Dataset excerpt:
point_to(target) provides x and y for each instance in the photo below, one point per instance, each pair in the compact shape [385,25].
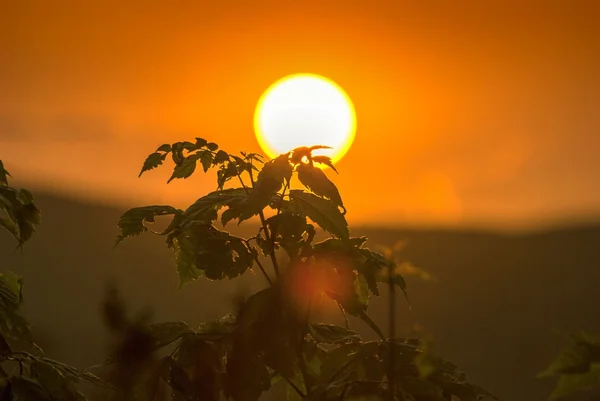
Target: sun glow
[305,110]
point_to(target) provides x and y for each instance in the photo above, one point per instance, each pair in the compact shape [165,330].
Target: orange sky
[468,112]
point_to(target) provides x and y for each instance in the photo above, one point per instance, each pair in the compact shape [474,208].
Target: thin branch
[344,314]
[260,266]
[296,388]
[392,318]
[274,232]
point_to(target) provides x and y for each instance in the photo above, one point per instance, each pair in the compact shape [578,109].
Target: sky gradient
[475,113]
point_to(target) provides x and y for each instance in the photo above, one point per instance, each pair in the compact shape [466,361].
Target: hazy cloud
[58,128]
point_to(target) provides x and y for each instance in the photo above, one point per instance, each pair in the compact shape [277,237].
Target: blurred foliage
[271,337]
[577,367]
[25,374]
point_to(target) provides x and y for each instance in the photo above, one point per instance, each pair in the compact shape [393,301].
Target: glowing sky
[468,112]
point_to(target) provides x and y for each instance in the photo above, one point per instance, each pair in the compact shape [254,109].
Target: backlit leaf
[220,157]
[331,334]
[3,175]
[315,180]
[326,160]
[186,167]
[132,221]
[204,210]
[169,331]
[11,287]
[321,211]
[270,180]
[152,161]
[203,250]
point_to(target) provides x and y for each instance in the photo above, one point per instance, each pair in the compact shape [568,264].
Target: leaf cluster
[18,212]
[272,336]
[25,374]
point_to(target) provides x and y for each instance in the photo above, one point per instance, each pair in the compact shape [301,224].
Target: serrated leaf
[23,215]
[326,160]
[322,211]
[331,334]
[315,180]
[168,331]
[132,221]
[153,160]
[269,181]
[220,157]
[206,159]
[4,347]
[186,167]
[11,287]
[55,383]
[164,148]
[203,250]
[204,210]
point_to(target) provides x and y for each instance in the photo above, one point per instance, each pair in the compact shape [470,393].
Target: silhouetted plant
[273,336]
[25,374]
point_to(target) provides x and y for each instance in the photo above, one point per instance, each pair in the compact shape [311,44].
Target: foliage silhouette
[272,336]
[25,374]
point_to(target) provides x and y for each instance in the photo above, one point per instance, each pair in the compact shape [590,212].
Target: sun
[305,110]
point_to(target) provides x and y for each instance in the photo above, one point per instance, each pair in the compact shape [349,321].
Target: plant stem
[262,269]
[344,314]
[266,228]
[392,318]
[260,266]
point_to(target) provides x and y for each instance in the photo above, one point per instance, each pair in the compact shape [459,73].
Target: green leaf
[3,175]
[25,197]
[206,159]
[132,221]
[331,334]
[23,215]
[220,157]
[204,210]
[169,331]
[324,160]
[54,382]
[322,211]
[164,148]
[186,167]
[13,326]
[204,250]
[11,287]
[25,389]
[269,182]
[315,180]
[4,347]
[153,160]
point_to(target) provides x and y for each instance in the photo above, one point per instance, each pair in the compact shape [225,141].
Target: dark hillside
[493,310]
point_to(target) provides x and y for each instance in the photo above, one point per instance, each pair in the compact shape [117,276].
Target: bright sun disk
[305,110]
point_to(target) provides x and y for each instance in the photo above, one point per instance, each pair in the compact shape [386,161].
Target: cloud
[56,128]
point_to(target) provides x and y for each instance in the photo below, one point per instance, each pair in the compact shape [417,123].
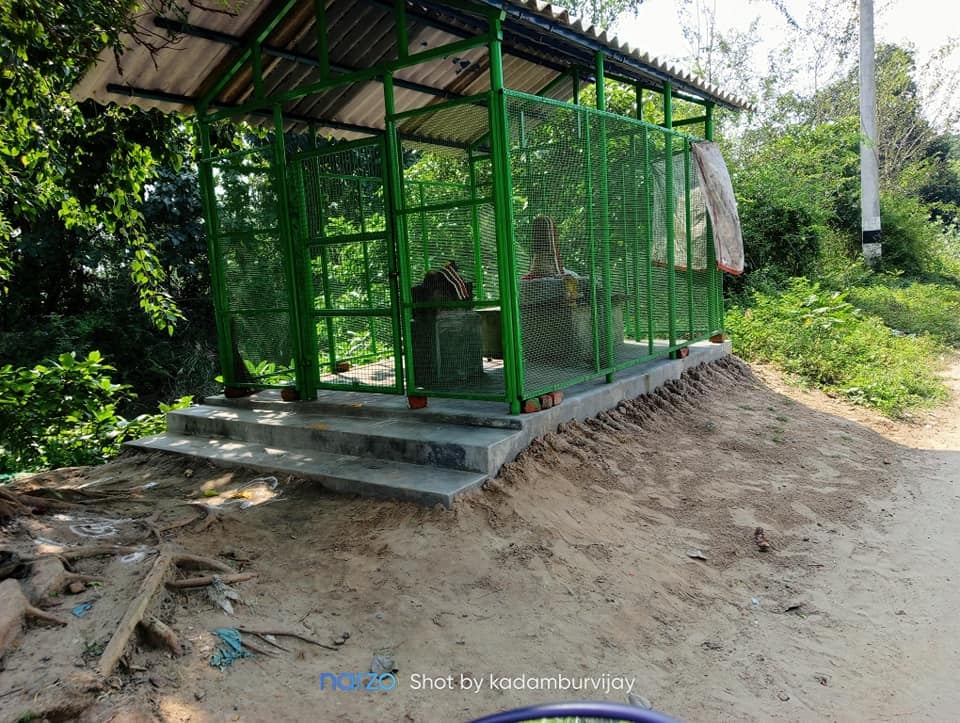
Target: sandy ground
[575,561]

* What you are asked to do: From start to finish, output the listing exactly, but omit its pictures.

* Complete response:
point_to(target) provides x and y for each instance in the photo below, one point per instance, each pair in the compact shape [385,25].
Target: sun glow
[305,110]
point_to(target) provides x and y for each instance in the photo above, one point per instance, each pair in the compact shape [165,330].
Target: orange sky
[468,112]
point_to(target) provides x and y for each instance in the photo above, one point per instance, each pair in the compact shape [474,208].
Target: thin branch
[344,314]
[260,266]
[296,388]
[392,318]
[274,232]
point_to(target) provides x and y for each instance in the photo above, one point per instance, each pair in the compact shape [578,109].
Target: sky gradient
[475,113]
point_to(target) provides x and y for each instance in the photo above, one point per instance, each pair in the compact shape [466,361].
Target: hazy cloud
[58,128]
point_to(target) provides x and y for each instance in the photo above, one point per instance, each pair in the compact shape [277,237].
Target: blurred foliage
[271,337]
[577,367]
[25,374]
point_to(target) provides x and y for each instance in the photo above, one point per instance, each pair in the compact shape [393,301].
Target: glowing sky
[468,112]
point_to(target) provides x and y for each instance in the photo above, one point per instance, each pair in the compact shape [254,109].
Target: backlit leaf
[220,157]
[331,334]
[3,175]
[315,180]
[326,160]
[186,167]
[132,221]
[204,210]
[169,331]
[11,287]
[321,211]
[270,180]
[152,161]
[203,250]
point_to(target) provides x and y for each instance in the photo above, one point per instance, each pair in the compact shape [568,264].
Target: leaf cluster
[18,212]
[272,336]
[25,374]
point_to(target) provides x and y for each instance in the photo above, one point per instance, each pair in the compact shape [301,224].
Target: serrated leaf
[23,215]
[326,160]
[322,211]
[331,334]
[315,180]
[168,331]
[132,221]
[153,160]
[269,181]
[220,157]
[206,159]
[4,347]
[186,167]
[11,287]
[55,383]
[164,148]
[203,250]
[204,210]
point_to(target) provides x and y for each instance in the photo above, one point per instance, each pair in the compact shape [470,393].
Target: silhouetted plant
[273,336]
[25,374]
point_to(target) provides x and y for each instance in the photo above, one point per instance, each pair in the compact shape [311,44].
Target: foliage silhouette
[272,336]
[25,374]
point_to(target) provides x and y for each instance in the photo above, one point per instance, each pair in the compact shape [590,212].
Target: sun
[305,110]
point_to(target) provides x and y for each instance in the photo above, one point per instance, each pair in the compact shape [349,321].
Target: plant stem
[262,269]
[344,314]
[266,228]
[392,318]
[260,266]
point_to(target) provides x and y for each instance in the photo above, one point per instance, each pair in the compact shape [459,73].
Target: green leaf
[3,175]
[25,197]
[206,159]
[132,221]
[331,334]
[23,215]
[220,157]
[204,210]
[169,331]
[324,160]
[54,382]
[322,211]
[164,148]
[186,167]
[13,326]
[204,250]
[11,287]
[25,389]
[269,182]
[315,180]
[4,347]
[153,160]
point_to(target) provides x and y for each instance in the photo above, one point per instance, each pair in the compact shape [225,141].
Target: dark hillside
[493,310]
point_to(target) provides x and y for each instance in the photo above, one point per instance, each pair in the compact shape [117,276].
Target: bright sun disk
[305,110]
point_to(target) provides x and y for each instance in the photo above, one point per instance, each pair in the compact shape [386,161].
Target: cloud
[56,128]
point_to(target) provides x and y for each instance in the photo below, one point per instance, each pair in the compact shape [417,123].
Target: sandy ground
[575,561]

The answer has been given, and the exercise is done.